WHAT IS EXPECTED: Extract exactly the range of lines bounded by the line containing "Identify every instance of the reflective" and the final line of the listing, both ends included, and no other lines.

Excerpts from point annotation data
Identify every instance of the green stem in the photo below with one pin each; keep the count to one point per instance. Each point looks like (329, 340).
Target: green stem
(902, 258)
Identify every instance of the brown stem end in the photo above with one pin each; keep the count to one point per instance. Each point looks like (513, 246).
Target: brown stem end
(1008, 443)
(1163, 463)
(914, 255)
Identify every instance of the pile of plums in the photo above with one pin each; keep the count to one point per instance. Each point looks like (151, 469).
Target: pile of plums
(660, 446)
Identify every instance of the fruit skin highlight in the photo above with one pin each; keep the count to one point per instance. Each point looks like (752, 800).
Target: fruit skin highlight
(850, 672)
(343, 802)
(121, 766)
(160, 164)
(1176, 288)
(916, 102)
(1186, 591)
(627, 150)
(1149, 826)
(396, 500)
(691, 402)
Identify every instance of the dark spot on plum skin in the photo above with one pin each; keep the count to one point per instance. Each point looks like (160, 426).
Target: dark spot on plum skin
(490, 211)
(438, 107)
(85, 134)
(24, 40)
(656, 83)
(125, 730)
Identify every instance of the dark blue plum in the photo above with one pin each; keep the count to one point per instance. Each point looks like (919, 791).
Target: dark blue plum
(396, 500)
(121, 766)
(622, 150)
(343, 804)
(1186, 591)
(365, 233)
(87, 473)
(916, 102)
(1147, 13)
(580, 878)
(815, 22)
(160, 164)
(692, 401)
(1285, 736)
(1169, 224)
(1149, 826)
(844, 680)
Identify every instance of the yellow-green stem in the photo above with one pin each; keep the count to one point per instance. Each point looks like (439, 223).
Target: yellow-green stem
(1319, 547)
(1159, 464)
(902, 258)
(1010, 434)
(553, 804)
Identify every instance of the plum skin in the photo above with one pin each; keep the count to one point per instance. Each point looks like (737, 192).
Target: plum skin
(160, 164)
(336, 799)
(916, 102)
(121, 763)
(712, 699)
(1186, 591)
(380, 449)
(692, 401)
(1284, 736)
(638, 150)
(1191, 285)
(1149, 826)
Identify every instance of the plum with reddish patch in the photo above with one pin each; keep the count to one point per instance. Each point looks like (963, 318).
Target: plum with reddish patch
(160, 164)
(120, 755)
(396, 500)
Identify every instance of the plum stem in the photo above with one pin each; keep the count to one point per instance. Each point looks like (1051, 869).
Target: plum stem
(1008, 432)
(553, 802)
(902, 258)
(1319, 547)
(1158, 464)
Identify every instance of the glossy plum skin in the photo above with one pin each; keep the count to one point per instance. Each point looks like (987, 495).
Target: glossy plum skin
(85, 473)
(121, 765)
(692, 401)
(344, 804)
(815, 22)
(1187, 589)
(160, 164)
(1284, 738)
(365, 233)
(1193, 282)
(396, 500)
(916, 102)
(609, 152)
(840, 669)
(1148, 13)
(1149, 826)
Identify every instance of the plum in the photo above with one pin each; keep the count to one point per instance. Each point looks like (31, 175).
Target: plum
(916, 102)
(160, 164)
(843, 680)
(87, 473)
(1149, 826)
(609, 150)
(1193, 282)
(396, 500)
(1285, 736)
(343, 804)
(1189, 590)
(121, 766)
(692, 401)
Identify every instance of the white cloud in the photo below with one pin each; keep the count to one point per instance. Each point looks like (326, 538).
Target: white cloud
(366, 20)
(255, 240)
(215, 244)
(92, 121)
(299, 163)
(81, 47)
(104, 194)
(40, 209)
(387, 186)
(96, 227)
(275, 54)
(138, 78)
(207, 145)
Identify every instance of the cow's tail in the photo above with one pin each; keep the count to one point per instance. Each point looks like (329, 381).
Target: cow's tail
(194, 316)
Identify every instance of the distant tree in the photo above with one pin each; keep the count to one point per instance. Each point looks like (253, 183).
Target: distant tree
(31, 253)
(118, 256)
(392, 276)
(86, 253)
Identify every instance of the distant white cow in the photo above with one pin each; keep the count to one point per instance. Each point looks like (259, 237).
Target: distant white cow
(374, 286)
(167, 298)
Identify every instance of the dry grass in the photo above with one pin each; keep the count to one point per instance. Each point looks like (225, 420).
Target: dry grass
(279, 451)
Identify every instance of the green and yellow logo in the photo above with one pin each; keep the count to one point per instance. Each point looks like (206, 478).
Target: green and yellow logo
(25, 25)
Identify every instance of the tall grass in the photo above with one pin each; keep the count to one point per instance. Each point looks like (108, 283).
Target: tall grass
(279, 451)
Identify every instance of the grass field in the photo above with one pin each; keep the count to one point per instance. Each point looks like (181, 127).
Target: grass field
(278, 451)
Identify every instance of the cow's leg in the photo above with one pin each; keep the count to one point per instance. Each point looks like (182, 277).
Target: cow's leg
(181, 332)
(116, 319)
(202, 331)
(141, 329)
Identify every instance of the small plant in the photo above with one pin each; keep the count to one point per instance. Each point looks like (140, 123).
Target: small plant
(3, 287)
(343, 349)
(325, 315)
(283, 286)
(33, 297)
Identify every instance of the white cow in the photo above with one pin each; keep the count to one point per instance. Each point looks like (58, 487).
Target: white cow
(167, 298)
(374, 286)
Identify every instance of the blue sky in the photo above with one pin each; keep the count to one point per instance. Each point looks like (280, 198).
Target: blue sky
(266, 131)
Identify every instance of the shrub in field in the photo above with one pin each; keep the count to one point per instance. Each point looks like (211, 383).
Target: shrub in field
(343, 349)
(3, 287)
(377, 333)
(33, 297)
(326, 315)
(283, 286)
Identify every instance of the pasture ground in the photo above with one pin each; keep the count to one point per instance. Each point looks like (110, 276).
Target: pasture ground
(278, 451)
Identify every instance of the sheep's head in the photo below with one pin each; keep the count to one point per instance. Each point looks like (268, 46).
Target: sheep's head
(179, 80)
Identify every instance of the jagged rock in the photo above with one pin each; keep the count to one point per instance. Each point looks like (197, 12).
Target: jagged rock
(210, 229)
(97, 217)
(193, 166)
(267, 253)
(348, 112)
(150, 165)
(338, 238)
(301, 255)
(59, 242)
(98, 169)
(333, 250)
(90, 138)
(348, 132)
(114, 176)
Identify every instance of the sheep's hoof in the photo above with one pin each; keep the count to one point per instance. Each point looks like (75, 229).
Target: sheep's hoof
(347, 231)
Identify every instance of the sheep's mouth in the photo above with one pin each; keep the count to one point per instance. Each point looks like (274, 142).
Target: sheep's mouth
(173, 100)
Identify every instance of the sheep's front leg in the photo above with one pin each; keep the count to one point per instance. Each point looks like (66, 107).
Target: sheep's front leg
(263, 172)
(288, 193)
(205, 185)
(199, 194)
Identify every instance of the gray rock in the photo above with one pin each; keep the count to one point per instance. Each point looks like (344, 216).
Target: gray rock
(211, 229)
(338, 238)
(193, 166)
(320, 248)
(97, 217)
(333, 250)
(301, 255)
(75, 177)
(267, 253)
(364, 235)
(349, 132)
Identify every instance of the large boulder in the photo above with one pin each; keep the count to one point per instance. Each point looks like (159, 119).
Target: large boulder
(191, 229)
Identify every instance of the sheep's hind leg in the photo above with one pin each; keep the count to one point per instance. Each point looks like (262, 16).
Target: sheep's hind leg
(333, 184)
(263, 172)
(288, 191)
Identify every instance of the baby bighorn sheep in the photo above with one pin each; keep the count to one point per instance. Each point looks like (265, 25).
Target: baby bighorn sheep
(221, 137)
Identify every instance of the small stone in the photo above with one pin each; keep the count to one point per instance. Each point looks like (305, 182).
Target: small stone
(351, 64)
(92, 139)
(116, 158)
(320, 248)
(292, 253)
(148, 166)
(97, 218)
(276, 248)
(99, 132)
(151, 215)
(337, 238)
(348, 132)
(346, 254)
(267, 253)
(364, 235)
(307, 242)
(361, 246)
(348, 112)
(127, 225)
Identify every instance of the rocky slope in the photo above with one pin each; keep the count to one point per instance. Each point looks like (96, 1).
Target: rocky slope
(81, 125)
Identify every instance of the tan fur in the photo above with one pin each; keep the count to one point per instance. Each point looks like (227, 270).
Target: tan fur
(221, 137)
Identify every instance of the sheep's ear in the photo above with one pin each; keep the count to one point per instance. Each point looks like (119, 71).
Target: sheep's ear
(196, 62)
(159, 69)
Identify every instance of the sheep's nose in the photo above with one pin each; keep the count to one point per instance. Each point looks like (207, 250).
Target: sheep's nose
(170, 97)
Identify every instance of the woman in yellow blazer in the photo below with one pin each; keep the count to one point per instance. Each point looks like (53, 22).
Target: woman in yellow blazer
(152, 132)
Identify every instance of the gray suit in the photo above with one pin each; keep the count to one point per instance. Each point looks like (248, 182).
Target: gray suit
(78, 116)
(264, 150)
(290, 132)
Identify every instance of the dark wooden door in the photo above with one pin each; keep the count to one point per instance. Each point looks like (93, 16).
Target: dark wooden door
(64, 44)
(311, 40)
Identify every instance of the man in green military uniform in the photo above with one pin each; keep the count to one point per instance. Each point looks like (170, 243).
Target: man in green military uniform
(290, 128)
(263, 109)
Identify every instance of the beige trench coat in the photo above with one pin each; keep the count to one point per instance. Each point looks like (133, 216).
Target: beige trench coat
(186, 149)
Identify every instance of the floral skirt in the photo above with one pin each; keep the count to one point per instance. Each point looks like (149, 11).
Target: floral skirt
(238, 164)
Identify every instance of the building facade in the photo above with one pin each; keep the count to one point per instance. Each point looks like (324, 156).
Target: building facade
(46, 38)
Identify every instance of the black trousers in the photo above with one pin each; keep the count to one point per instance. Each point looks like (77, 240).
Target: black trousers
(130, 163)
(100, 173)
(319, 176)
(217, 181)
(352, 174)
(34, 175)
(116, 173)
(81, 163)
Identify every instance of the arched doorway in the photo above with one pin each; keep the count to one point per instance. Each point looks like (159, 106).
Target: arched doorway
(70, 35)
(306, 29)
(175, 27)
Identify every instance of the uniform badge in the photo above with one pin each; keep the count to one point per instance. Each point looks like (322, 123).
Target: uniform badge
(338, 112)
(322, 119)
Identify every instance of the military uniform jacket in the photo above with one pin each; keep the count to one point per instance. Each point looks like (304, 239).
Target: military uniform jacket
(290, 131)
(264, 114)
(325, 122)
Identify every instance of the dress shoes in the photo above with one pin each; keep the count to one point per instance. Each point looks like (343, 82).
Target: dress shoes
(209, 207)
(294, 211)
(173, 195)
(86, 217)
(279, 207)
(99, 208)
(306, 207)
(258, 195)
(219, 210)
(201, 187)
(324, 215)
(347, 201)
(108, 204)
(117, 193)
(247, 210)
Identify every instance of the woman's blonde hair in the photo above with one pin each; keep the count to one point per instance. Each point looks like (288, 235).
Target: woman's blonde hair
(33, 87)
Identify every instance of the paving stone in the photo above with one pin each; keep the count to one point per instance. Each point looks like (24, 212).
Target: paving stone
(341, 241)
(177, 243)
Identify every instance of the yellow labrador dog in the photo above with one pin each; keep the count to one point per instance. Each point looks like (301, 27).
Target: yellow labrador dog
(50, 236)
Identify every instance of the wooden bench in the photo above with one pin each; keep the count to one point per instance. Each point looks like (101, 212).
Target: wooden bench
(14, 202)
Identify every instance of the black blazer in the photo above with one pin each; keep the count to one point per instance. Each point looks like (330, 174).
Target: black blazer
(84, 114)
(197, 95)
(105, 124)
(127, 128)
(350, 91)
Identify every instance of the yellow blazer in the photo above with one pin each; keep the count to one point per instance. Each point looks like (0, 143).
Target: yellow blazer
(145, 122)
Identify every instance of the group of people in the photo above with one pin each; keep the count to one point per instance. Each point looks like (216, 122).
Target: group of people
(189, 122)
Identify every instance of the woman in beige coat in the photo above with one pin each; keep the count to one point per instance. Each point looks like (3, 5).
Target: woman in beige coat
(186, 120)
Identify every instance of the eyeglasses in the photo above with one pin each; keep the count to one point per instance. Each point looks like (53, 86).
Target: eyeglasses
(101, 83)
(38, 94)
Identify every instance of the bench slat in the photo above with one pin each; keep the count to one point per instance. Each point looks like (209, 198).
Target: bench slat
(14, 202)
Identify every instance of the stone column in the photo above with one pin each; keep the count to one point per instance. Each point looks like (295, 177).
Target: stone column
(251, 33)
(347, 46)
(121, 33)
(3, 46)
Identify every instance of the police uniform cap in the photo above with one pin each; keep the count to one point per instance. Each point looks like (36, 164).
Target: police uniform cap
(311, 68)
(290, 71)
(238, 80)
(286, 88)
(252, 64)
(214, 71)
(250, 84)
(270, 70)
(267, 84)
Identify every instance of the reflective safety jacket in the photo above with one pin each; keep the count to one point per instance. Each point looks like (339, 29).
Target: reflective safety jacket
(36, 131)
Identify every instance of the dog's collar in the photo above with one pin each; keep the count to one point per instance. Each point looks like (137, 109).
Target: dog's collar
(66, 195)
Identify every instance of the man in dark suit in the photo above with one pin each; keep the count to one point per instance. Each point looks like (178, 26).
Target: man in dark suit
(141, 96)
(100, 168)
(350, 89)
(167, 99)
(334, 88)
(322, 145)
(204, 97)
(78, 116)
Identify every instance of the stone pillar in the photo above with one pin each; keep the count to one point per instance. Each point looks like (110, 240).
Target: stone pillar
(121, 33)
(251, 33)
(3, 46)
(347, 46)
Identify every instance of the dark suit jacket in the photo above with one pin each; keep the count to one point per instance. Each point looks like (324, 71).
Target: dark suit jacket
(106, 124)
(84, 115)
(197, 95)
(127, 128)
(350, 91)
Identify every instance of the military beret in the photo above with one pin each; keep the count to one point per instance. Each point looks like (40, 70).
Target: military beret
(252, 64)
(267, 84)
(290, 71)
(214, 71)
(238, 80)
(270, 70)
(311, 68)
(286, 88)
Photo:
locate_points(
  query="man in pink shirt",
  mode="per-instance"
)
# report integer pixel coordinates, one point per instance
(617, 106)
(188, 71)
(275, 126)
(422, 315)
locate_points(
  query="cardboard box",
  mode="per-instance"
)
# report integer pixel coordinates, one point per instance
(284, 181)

SOLUTION TO THIS TASK:
Identify every instance of the reflective safety jacket in the photo above with one pin each; keep the count to one point per instance. Each point looks like (339, 29).
Target: reflective safety jacket
(36, 131)
Identify every instance of the dog's collar in the photo above with one pin each; keep the count to one point per instance. Each point looks like (137, 109).
Target: dog's collar
(66, 195)
Identify every instance of the man in dark suit in the photo above with one pin each; keep the count to one point per instance. Each point looks like (178, 26).
Target: man in dark suit
(141, 96)
(100, 168)
(350, 89)
(167, 99)
(334, 88)
(322, 145)
(204, 97)
(78, 116)
Identify every instance of the stone pillar in the photo above with one pin each; keep the count to one point per instance. Each point looks like (110, 240).
Target: stone pillar
(121, 33)
(251, 33)
(3, 46)
(347, 46)
Identify every instance of the dark suit jacket in the photo above with one pin each; keep the count to one point per instance. Each point looks like (324, 71).
Target: dark suit jacket
(106, 124)
(84, 115)
(197, 95)
(127, 128)
(350, 91)
Identify every instance of the military beret in the photo above with one pin each; keep the count to one point per instance. Each point looks like (40, 70).
Target: military beret
(252, 64)
(267, 84)
(290, 71)
(214, 71)
(238, 80)
(270, 70)
(311, 68)
(286, 88)
Photo:
locate_points(
  query="man in pink shirt",
  mode="per-instance"
)
# report integer pixel coordinates, one point per instance
(617, 106)
(188, 71)
(275, 126)
(422, 315)
locate_points(
  query="cardboard box",
  mode="per-instance"
)
# report integer pixel coordinates, one point per instance
(284, 181)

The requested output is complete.